_Source extract_:
— start —
This has been @SafaricomPLC rallying call each time @CA_Kenya attempts to intervene in the Kenyan telco sector that has been dominated by Safaricom in the better part of the last decade - Walubengo
.@SafaricomPLC, with its flagship product MPESA, has without doubt transformed lives and put Kenya on the global map where financial and digital inclusion is concerned.
Why would anybody, particularly @CA_Kenya, want to slow down @SafaricomPLC and take away its shine under the guise of promoting competition?
This seems to be @SafaricomPLC view each time @CA_Kenya attempts to correct what is obviously a market failure within the sector.
A market failure is said to have occurred when there is no effective competition, there are high barriers to entry or there are inadequate laws to deal with market failure.
In the case of Kenya, lack of effective competition seems to be the issue, with @SafaricomPLC competitors always getting the brunt of its superior marketing, entrenched product scope and wider geographic reach across the country.
Indeed @SafaricomPLC has no apologies to make for this since they have invested heavily in infrastructure across the country and have every right to reap the benefits.
— end —
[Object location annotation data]
— start —
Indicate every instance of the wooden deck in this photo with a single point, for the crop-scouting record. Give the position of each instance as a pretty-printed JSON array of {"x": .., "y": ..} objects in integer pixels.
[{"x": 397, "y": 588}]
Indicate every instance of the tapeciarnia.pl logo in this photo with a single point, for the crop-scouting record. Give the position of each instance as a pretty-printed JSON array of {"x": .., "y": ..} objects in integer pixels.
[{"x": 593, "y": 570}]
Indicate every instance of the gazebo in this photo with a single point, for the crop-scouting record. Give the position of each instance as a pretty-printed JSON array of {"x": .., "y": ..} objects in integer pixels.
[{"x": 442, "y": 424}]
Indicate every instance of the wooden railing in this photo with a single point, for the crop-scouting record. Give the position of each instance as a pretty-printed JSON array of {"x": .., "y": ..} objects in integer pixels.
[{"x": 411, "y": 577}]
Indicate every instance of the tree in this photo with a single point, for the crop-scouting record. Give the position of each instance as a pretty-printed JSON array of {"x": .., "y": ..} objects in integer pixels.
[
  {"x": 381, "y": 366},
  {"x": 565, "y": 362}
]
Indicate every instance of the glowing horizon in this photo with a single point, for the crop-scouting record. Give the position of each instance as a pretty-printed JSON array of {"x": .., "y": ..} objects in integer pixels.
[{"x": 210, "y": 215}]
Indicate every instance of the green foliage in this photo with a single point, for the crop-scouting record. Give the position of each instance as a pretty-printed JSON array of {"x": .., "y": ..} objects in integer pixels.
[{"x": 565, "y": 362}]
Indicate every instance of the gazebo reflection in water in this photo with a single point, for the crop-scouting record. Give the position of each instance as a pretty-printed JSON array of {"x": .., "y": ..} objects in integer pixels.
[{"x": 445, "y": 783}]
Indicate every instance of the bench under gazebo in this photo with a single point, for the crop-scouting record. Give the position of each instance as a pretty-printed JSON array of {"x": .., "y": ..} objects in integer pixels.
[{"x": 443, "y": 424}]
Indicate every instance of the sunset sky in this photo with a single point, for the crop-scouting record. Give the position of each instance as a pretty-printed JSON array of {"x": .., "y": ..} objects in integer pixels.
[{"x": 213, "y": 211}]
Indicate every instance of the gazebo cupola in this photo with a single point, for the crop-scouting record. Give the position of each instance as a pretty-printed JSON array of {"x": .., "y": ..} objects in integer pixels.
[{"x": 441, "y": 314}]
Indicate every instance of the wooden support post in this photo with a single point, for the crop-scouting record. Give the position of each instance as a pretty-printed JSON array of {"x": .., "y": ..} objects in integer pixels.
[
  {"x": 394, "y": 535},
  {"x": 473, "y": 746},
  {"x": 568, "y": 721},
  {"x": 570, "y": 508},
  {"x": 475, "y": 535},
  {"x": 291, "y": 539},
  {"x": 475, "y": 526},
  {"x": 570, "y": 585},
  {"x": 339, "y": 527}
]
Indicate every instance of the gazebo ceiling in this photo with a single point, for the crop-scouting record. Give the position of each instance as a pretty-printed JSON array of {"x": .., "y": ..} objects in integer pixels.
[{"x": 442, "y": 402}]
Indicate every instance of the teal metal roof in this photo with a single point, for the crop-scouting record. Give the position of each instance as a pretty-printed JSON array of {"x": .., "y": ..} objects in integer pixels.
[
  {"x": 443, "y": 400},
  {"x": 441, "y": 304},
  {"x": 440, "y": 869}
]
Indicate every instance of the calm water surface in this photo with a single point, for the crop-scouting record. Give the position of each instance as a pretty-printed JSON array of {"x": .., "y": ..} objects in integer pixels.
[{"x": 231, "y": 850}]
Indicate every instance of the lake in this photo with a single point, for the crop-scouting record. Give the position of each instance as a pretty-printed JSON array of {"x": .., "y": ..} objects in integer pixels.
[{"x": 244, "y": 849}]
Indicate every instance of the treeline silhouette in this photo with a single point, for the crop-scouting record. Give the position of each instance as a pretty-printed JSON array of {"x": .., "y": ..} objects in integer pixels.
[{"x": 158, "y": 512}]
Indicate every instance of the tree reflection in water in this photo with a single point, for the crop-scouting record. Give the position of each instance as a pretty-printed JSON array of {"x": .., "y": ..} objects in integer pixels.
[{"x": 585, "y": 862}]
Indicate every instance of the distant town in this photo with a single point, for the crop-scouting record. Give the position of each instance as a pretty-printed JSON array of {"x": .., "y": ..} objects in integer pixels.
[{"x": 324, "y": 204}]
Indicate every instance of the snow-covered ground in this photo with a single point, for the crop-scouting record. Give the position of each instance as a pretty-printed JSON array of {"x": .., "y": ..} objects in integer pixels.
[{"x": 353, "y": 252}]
— end —
_The exercise_: Reproduce the passage on Safaricom and market competition in its entirety, word for word. The entries are not needed for this work.

_Right answer_:
This has been @SafaricomPLC rallying call each time @CA_Kenya attempts to intervene in the Kenyan telco sector that has been dominated by Safaricom in the better part of the last decade - Walubengo
.@SafaricomPLC, with its flagship product MPESA, has without doubt transformed lives and put Kenya on the global map where financial and digital inclusion is concerned.
Why would anybody, particularly @CA_Kenya, want to slow down @SafaricomPLC and take away its shine under the guise of promoting competition?
This seems to be @SafaricomPLC view each time @CA_Kenya attempts to correct what is obviously a market failure within the sector.
A market failure is said to have occurred when there is no effective competition, there are high barriers to entry or there are inadequate laws to deal with market failure.
In the case of Kenya, lack of effective competition seems to be the issue, with @SafaricomPLC competitors always getting the brunt of its superior marketing, entrenched product scope and wider geographic reach across the country.
Indeed @SafaricomPLC has no apologies to make for this since they have invested heavily in infrastructure across the country and have every right to reap the benefits.